MS Word to XHTML

C

Caversham

Is there any macro / other tool - free or commercial - that can split
long Word docs into multiple XHTML pages?

Any comments on the quality/effectiveness of suitable products also
welcomed.
 
R

Roy Schestowitz

__/ [Caversham] on Sunday 11 September 2005 06:02 \__
Is there any macro / other tool - free or commercial - that can split
long Word docs into multiple XHTML pages?

Any comments on the quality/effectiveness of suitable products also
welcomed.

I would advice you to do the following:

* Download Open Office 2 beta (openoffice.org)

* Install it on your Windows machine

* Open the Word document in Open Office

* Save or export as HTML

* Fragment the output as requires, probably by hand (WYSIWYG programs like
Word have no notion of structure or semantics)

* Run HTMLTidy on the resulting HTML (find it in sourceforge.org)

* Modify output to fit XHTML standards

* Use search & replace for the task above

* Lastly, make sure your code validates (W3C validator)

Good luck,

Roy
 
A

Alan J. Flavell

On Sun, 11 Sep 2005, Roy Schestowitz wrote (seen on alt.html):

[...]
* Fragment the output as requires, probably by hand (WYSIWYG programs
like Word have no notion of structure or semantics)

This isn't by any means aimed at you personally, but your posting
triggered a response from me, and it looks as if knowledge is proceeding
backwards.

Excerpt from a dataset
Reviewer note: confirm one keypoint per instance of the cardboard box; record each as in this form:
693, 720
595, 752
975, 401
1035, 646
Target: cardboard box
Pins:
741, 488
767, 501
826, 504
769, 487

What this task involves —
From the forum thread, reproduce the section that opens with "On Sun, 11 Sep" and closes with "like Word have no notion of structure or semantics)", substituting "What-You-See-Is-What-You-Get" for "WYSIWYG".

Result of the exercise —
On Sun, 11 Sep 2005, Roy Schestowitz wrote (seen on alt.html):

[...]
* Fragment the output as requires, probably by hand (What-You-See-Is-What-You-Get programs
like Word have no notion of structure or semantics)